[Page excerpt]:
····················

5.10. Joins#
A relationship is a connection between relations, i.e. tables. For example, we
can add a transactions table to relate our customers and products
table. The first record of our transactions table tells us that Stephen has
purchased 2 pineapples.
Sometimes it can be useful to combine data from multiple tables. To merge two
tables together, we use a JOIN. We will also need to specify which column
in the two tables need to match and for that we use the ON` keyword.
SELECT table.attribute_1, table.attribute_2, ...
FROM table_1
JOIN table_2
ON table_1.attribute = table_2.attribute;
Example
In this example we have a table called students and a table called
marks.
We can merge these tables by matching the student_id and the id
attributes.
SELECT *
FROM students
JOIN marks
ON students.student_id = marks.id;
If you run the code above you’ll find that the JOIN` will return a new
table that looks like this:
We take all the columns from both tables, and we keep only the people that
appear in both tables. For this reason, this operation is also called an
INNER JOIN.
When performing the JOIN we had to match ON` the id columns between
the two tables, but we also had to specify the table first so we know which
table the column, i.e. the attribute, came from.
In general, to identify a column we use the following format:
table.attribute
Since it can be exhausting to type out the table name again and again, we can give the tables an alias (think of this as a nickname) by specifying the alias after the table name.
table alias
SELECT *
FROM students s
JOIN marks m
ON s.student_id = m.id;
Here, we use the alias s for the students table and m for the
marks table.
You will have noticed that some of the columns/attributes are repeated. This is
because we used SELECT *` so we see all of the columns across both tables.

····················

[Given entries]:
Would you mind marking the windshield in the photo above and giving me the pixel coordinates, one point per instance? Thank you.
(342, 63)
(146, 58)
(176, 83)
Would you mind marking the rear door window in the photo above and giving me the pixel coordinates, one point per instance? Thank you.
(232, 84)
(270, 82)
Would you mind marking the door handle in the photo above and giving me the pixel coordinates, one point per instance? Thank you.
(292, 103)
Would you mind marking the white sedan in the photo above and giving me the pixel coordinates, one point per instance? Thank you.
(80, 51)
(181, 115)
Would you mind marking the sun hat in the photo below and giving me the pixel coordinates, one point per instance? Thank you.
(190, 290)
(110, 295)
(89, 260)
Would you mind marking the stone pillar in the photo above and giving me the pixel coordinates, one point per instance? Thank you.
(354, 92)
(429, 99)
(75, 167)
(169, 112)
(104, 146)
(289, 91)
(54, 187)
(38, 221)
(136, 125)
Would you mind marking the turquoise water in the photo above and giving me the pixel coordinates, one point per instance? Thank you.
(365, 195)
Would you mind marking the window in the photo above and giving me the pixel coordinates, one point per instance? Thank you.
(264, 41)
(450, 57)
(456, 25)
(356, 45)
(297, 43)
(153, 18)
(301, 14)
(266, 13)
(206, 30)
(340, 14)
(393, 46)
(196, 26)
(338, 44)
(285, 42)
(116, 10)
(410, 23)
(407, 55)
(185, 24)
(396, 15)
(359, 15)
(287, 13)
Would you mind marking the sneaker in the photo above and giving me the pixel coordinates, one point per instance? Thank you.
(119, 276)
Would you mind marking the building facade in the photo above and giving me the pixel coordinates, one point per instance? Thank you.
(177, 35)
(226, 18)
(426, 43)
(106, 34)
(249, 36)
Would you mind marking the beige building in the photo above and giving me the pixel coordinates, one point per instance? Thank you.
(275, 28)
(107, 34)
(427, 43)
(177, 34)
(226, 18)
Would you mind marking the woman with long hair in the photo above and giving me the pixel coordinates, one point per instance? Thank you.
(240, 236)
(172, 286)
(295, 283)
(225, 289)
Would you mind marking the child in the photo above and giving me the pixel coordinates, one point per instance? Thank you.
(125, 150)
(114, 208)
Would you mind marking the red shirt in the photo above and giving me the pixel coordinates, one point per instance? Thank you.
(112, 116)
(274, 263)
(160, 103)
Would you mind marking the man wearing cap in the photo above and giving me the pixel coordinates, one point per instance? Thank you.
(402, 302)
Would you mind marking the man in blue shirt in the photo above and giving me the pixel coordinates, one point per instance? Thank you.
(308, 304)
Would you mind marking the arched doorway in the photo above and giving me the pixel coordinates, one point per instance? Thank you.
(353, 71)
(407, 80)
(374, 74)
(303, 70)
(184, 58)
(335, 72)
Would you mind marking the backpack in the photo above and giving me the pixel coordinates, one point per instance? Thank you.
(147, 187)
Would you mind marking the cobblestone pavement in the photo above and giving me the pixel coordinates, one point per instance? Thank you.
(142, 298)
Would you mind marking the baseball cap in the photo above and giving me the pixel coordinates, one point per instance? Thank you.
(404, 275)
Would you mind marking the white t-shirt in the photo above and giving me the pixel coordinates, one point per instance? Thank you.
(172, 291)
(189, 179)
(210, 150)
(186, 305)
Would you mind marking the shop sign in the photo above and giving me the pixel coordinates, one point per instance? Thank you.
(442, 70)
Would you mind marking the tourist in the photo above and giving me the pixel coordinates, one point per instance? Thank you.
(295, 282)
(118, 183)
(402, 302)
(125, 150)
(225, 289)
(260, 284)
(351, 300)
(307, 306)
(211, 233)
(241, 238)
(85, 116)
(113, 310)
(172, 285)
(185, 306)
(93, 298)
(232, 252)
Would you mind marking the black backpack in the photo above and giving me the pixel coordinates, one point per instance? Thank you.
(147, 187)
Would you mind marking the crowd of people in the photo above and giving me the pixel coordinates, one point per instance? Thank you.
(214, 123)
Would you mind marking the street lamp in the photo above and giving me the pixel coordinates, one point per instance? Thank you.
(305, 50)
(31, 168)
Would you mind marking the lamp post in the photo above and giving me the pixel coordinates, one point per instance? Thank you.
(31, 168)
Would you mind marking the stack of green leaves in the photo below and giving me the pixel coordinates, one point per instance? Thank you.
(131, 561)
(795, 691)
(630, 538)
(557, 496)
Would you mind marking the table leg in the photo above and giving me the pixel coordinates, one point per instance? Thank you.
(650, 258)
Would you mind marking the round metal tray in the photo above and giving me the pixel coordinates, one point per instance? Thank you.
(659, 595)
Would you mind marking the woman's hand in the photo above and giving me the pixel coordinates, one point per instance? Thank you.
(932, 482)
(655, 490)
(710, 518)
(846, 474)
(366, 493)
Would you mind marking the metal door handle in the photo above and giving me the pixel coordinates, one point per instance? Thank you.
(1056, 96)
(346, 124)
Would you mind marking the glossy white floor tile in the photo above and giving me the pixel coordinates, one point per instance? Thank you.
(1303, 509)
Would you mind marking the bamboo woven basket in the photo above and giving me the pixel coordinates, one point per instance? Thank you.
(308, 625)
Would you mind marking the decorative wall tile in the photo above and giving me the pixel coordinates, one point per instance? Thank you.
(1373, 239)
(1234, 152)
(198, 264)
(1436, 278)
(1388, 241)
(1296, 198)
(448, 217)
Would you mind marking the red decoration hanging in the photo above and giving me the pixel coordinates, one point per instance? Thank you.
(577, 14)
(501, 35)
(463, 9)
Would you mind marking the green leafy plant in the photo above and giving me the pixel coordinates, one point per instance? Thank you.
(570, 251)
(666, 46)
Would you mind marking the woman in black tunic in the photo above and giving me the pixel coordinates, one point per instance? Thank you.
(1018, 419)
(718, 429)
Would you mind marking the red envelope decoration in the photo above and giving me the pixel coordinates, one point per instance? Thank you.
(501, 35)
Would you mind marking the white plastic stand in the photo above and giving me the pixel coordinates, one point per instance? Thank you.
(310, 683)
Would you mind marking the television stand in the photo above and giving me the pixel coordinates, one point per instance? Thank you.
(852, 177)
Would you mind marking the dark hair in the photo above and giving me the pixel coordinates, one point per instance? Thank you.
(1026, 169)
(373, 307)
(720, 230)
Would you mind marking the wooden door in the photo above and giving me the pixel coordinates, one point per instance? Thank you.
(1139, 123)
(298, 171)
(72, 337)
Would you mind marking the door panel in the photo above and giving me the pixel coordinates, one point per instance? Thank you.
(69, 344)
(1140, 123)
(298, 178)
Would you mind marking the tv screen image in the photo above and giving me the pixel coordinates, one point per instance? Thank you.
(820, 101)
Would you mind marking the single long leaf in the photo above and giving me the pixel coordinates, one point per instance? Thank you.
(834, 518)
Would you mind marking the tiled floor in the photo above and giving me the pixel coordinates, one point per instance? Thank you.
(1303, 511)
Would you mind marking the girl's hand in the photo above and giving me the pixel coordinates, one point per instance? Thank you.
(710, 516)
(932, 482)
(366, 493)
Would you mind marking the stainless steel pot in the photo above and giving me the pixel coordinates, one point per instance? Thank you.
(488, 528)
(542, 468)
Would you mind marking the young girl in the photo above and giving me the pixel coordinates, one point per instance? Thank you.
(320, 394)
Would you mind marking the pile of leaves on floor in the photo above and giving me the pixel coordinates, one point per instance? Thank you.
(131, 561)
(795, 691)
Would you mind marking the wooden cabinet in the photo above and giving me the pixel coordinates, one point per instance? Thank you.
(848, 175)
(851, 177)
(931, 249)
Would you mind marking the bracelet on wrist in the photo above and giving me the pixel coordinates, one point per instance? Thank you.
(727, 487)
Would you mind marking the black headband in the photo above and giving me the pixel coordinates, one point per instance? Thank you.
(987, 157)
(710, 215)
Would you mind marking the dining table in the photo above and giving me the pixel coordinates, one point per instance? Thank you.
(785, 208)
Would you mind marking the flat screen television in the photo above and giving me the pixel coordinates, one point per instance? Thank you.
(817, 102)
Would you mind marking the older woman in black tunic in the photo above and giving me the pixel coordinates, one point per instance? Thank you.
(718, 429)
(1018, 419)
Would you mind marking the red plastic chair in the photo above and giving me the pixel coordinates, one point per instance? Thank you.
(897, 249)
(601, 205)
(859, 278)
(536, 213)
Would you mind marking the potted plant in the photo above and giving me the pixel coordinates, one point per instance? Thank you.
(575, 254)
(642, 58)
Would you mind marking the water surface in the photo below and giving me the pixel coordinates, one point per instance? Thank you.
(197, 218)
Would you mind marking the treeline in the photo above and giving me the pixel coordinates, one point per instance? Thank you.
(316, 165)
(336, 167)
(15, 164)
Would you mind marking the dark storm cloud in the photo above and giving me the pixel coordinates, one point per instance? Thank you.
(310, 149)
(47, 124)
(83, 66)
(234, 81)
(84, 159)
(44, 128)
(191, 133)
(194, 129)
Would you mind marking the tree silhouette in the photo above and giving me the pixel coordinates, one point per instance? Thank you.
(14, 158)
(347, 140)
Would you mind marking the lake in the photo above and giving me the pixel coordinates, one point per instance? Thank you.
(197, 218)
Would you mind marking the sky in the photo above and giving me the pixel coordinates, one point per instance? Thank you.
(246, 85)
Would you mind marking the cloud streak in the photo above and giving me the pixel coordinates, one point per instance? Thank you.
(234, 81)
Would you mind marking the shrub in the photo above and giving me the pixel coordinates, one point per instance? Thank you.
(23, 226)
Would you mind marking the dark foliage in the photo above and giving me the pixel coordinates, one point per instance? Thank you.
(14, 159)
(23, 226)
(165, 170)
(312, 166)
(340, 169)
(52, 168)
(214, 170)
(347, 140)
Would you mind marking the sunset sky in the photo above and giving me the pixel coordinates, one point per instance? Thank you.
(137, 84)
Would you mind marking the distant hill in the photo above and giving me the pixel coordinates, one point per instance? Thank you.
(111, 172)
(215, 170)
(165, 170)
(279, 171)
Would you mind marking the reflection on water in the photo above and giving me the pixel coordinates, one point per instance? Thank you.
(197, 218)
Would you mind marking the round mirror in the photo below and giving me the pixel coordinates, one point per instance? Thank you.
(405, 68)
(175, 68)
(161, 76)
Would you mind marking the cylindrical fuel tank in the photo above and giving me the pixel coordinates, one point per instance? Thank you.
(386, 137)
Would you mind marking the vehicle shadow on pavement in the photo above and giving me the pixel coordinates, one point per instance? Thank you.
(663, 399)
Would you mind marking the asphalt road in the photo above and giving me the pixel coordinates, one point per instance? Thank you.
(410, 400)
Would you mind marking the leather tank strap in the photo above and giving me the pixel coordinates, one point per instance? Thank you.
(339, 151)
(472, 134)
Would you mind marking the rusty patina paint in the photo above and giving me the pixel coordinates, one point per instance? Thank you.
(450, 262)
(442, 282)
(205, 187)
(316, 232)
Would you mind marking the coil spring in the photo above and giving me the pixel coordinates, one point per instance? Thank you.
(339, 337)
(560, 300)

····················

[Instructions]:
• 1. Please list every SQL keyword that the joins page writes in capital letters, giving each one once.
• 2. Copy the records from the line that contains "Would you mind marking the rusty" to the end of the records, replacing "coil spring" with "shock absorber" and leaving everything else unchanged.

[Solutions below]:
• 1. SELECT, FROM, JOIN, ON, INNER

• 2.
Would you mind marking the rusty patina paint in the photo above and giving me the pixel coordinates, one point per instance? Thank you.
(450, 262)
(442, 282)
(205, 187)
(316, 232)
Would you mind marking the shock absorber in the photo above and giving me the pixel coordinates, one point per instance? Thank you.
(339, 337)
(560, 300)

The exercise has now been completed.